• Required action: Search the data for the string "instance", and report each line where it is found.
※ ※ ※
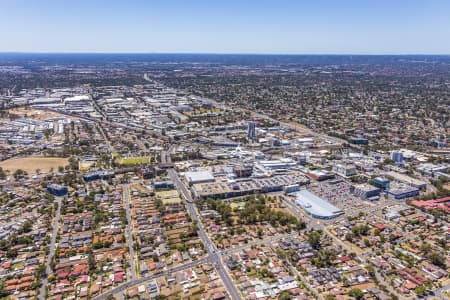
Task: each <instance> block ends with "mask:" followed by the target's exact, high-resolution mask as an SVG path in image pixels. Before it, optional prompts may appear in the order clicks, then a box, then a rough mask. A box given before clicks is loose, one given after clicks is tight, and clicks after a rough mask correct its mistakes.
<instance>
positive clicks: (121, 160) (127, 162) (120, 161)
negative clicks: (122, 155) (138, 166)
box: [116, 156, 151, 166]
※ ※ ※
• Expected output:
Task: each <instance> block ends with "mask:" followed by the target's exact, high-resolution mask as an SVG path in image pixels. Before it, optional prompts may appear in the order clicks, then a box, then a rough mask. A box given before clicks is loose, one given after clicks is tight, and clicks after a rough mask correct its mistakes.
<instance>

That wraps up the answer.